*EXERCISE OBJECTIVE*:
Reproduce verbatim the stretch of the material from the line containing "Could you provide the mask of every instance of the green" through the line containing "M80 114L78 114L78", including both of those lines, and omit any pictures from your reproduction.

*DATASET RECORDS*:
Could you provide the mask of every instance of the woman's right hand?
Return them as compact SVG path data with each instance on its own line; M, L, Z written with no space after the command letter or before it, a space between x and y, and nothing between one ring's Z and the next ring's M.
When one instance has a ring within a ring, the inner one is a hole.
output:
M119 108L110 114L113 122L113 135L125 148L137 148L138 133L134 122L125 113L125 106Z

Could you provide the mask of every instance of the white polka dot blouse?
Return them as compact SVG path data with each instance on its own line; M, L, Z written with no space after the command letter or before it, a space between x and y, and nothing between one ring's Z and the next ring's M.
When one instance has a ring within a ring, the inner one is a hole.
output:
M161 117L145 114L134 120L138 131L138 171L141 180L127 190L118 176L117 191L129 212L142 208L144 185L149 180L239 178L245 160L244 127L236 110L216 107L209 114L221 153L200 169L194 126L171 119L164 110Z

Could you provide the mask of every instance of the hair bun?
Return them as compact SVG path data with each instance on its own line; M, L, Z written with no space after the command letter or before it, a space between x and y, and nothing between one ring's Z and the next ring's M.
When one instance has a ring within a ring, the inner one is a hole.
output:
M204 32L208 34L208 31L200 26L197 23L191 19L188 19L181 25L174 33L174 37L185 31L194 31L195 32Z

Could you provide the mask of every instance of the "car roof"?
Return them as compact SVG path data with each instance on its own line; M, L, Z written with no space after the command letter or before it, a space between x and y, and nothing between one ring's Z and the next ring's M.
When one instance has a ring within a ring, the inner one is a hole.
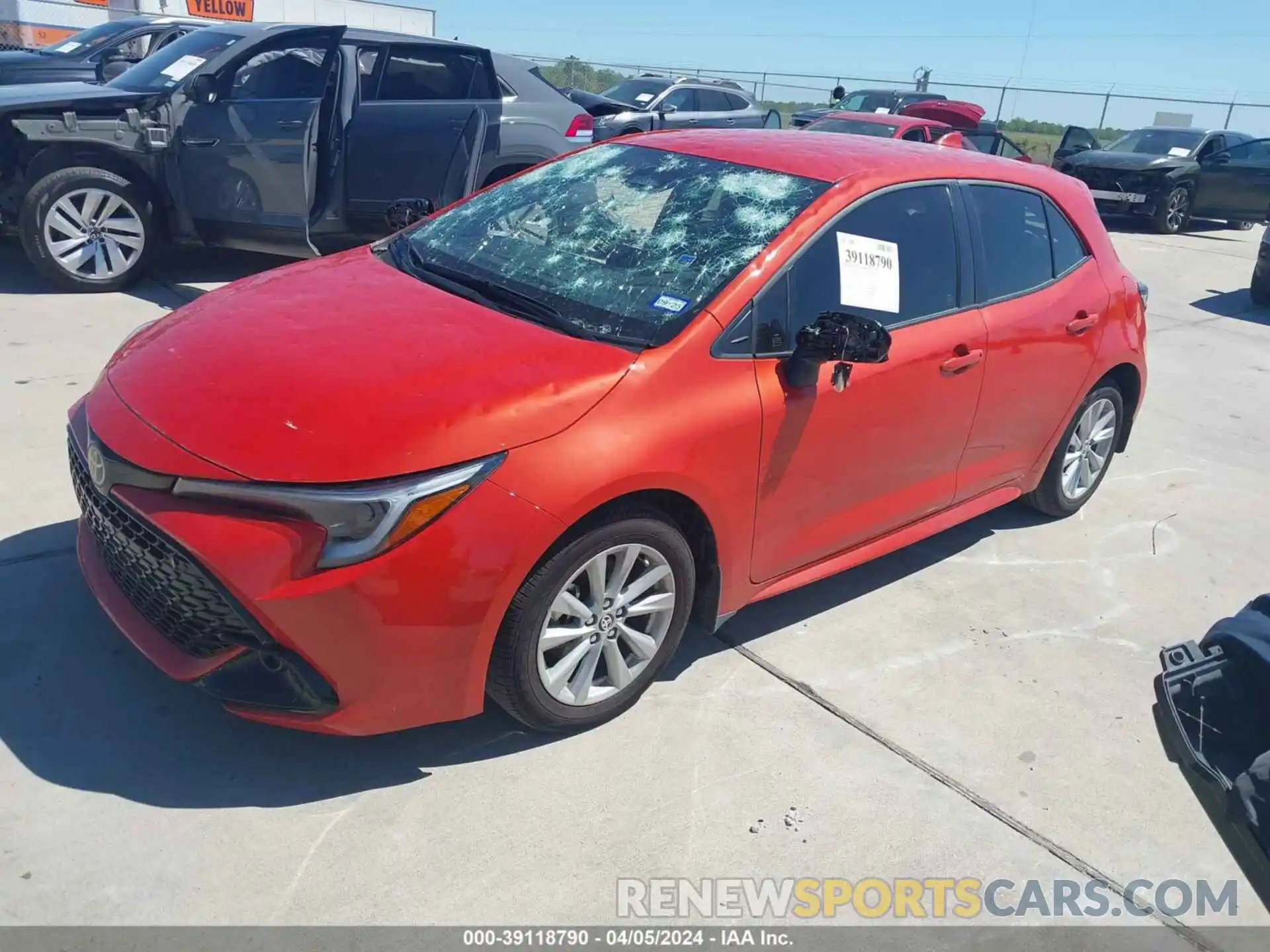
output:
M649 132L631 145L820 182L841 182L859 175L878 175L895 182L969 178L1029 185L1050 193L1066 192L1064 183L1076 182L1048 166L999 159L966 149L876 136L809 136L803 129Z
M853 119L857 122L872 122L878 126L895 126L902 129L912 129L918 126L937 126L939 128L947 128L946 122L936 122L935 119L919 119L916 116L899 116L898 113L852 113L846 109L834 109L833 112L826 113L820 117L822 119Z

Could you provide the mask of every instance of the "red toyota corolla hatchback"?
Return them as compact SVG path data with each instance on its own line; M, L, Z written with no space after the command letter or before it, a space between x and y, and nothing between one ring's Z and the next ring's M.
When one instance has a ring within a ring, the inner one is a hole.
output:
M1022 496L1146 385L1085 185L952 149L671 132L564 156L140 331L70 413L80 562L245 717L629 707L712 627Z

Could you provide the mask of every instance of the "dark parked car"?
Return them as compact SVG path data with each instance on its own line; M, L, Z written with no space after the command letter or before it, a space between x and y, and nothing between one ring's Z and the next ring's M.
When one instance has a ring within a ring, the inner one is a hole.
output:
M1257 264L1252 269L1248 293L1252 294L1252 303L1270 307L1270 228L1261 235L1261 248L1257 250Z
M898 113L906 105L927 99L947 99L942 93L918 93L912 89L857 89L847 93L838 86L829 94L831 104L818 109L803 109L790 117L790 126L801 128L810 122L839 113Z
M1242 132L1148 126L1104 146L1069 126L1053 166L1085 182L1104 215L1149 218L1165 235L1191 218L1251 228L1270 213L1270 140Z
M634 76L598 95L568 95L594 118L596 141L653 129L780 127L780 113L728 80Z
M353 246L563 151L564 136L502 126L536 108L509 72L512 103L479 47L208 27L104 86L0 89L0 217L72 291L124 286L166 240L300 258Z
M128 17L81 29L38 50L0 52L0 86L24 83L104 83L207 20Z

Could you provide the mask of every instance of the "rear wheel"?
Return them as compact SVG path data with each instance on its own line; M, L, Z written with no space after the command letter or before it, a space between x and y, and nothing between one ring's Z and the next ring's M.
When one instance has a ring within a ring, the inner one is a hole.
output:
M1062 518L1085 505L1101 485L1124 428L1124 397L1102 383L1081 401L1045 473L1024 501L1046 515Z
M58 169L23 199L18 235L64 291L118 291L140 277L156 236L149 198L105 169Z
M521 586L494 642L486 692L536 730L616 717L678 647L695 585L692 551L664 515L615 512Z
M1190 190L1179 185L1156 209L1151 220L1161 235L1176 235L1190 222Z

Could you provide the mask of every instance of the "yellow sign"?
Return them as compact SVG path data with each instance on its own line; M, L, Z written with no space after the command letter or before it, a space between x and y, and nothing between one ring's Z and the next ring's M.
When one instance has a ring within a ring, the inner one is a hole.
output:
M97 3L97 0L81 0ZM105 3L105 0L103 0ZM255 18L255 0L187 0L189 11L210 20L250 23Z

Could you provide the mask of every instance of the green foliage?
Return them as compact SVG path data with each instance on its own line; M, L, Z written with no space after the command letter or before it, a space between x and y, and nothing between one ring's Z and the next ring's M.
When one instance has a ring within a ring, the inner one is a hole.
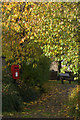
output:
M80 114L78 114L78 112L80 111L80 106L78 104L79 97L80 97L80 94L79 94L78 89L76 87L71 91L71 94L69 95L68 106L69 106L70 116L77 118L77 120L80 117Z
M22 99L18 92L17 84L9 75L9 71L3 71L3 85L2 85L2 111L21 111L23 109Z
M50 59L47 57L41 57L39 62L35 61L29 65L24 61L20 71L20 77L26 86L41 87L47 82L50 76L50 63Z

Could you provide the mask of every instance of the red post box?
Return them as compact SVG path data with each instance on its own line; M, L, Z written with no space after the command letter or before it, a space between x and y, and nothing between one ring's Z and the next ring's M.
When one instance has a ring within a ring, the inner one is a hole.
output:
M19 65L12 65L11 73L14 79L19 79Z

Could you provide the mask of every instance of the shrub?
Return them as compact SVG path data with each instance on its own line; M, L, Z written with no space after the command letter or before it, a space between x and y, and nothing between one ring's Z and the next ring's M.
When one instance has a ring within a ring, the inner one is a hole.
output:
M37 64L37 67L33 67ZM26 61L23 62L23 66L20 72L20 77L27 86L40 86L47 82L50 77L50 60L47 57L42 57L39 62L33 62L27 65Z
M50 59L47 57L40 58L39 62L35 61L31 64L27 64L26 61L22 63L22 69L20 70L20 79L24 81L24 89L20 89L20 93L26 96L24 100L32 100L37 98L38 94L45 92L43 84L49 80L50 77ZM33 65L37 65L34 67ZM35 86L38 89L34 90ZM40 91L40 92L39 92Z
M17 84L9 74L8 69L2 72L2 111L21 111L23 109L23 102L18 92Z
M76 120L80 119L80 106L78 106L78 97L80 96L77 87L71 91L69 95L69 114L76 118Z

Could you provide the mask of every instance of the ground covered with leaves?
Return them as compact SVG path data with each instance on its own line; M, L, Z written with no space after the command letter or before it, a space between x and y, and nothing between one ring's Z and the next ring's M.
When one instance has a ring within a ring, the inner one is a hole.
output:
M25 102L24 111L22 113L13 113L9 114L9 116L15 115L16 117L26 118L73 117L68 114L68 95L76 86L76 84L55 84L54 82L48 82L44 86L47 88L47 92L44 93L41 98L34 102Z

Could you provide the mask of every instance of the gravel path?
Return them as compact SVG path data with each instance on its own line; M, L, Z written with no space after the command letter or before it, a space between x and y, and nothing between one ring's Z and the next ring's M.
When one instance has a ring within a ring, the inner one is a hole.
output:
M32 118L51 118L51 117L68 117L66 107L70 91L76 87L73 84L51 85L51 91L44 94L37 103L25 107L25 114L21 117Z

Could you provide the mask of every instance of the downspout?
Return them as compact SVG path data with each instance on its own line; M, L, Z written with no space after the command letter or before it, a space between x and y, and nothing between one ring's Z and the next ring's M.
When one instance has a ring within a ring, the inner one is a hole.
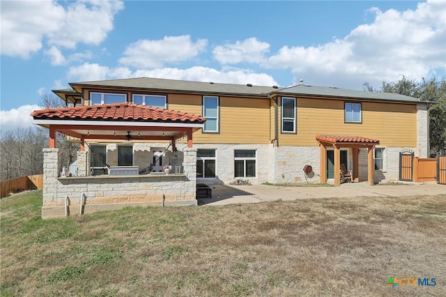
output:
M431 120L430 120L430 111L429 107L431 104L426 104L427 112L427 158L431 157Z
M272 98L270 95L268 95L268 98L274 100L274 139L271 140L271 143L274 146L279 146L279 108L277 107L277 98Z

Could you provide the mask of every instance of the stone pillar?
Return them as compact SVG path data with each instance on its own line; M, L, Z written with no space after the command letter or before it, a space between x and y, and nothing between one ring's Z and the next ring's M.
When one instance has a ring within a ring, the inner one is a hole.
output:
M417 154L429 157L429 116L427 105L417 105Z
M86 176L89 173L89 153L86 151L77 151L77 172L73 175Z
M187 200L197 199L197 148L184 148L184 174L187 177L185 183L185 195Z
M43 148L43 206L57 204L59 148Z

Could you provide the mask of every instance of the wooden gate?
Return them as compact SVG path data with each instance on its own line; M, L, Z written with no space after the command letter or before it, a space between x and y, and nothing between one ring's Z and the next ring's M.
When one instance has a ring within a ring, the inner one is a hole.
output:
M446 185L446 153L437 155L437 182Z
M399 180L413 181L413 152L403 151L399 153Z

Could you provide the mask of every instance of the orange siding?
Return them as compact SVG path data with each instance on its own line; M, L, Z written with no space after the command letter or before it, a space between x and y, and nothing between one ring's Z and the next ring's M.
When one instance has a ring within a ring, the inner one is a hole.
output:
M344 103L343 100L298 98L298 133L280 134L280 145L316 146L316 135L341 135L377 139L383 146L417 146L415 105L362 102L362 123L346 123Z

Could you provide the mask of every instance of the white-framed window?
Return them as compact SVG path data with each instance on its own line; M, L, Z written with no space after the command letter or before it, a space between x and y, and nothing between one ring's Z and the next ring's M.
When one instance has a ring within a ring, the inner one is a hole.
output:
M217 169L215 149L200 149L197 151L197 176L213 178Z
M133 103L152 106L162 109L167 108L166 96L162 95L133 95Z
M90 93L90 105L102 105L103 104L125 103L127 102L126 94L114 94L111 93Z
M234 150L234 177L256 177L254 149Z
M282 132L295 133L296 108L295 98L282 97Z
M385 148L375 148L374 151L375 170L384 170L384 153Z
M118 166L133 165L133 146L118 146Z
M218 133L219 132L219 98L203 97L203 116L206 118L203 132Z
M89 147L91 175L106 174L107 146L92 144Z
M345 102L346 123L362 123L362 108L361 103Z

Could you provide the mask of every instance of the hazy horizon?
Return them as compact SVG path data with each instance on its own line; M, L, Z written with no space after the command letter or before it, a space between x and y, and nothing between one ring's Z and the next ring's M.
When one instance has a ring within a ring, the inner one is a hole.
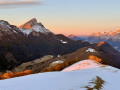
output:
M2 0L0 20L20 26L31 18L54 33L88 35L120 28L119 0Z

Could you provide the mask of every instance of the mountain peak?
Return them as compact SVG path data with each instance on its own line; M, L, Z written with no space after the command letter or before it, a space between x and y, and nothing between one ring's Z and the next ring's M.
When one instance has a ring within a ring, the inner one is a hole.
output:
M107 43L105 41L102 41L102 42L97 43L97 46L102 46L104 44L107 44Z
M36 18L32 18L28 21L28 23L37 23L37 19Z
M42 23L38 23L36 18L32 18L25 24L19 26L25 34L30 34L31 32L40 32L44 34L52 33L44 27ZM28 33L29 32L29 33Z
M70 34L69 36L68 36L68 38L73 38L73 37L76 37L74 34Z

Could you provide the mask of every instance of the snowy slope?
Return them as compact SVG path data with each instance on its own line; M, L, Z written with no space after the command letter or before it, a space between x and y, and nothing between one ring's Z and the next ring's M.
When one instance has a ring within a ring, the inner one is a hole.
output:
M103 67L102 65L95 60L84 60L78 63L73 64L70 67L65 68L63 71L74 71L74 70L81 70L81 69L89 69L89 68L96 68L96 67Z
M93 62L91 61L91 64L94 64ZM76 67L76 64L73 66ZM119 90L119 78L119 69L99 66L91 69L40 73L1 80L0 90L87 90L93 87L93 90L98 87L103 90Z
M41 23L38 23L35 18L19 26L19 28L20 28L20 31L26 35L29 35L31 32L40 32L44 34L52 33L51 31L46 29Z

*COMPLETE RESPONSE*:
Could you provide the mask of every instance of the green foliage?
Return them as compact SVG path data with each instance on its own line; M, L, Z written with no space after the command letter or before it, a space between x and y, and nothing between one ring's Z and the next ring's M.
When one instance has a ring within a ring, the inner one is a hole.
output:
M80 114L78 114L78 112L80 111L80 106L78 104L79 97L80 97L80 94L79 94L78 89L76 87L71 91L71 94L69 95L68 106L69 106L70 116L77 118L77 120L80 117Z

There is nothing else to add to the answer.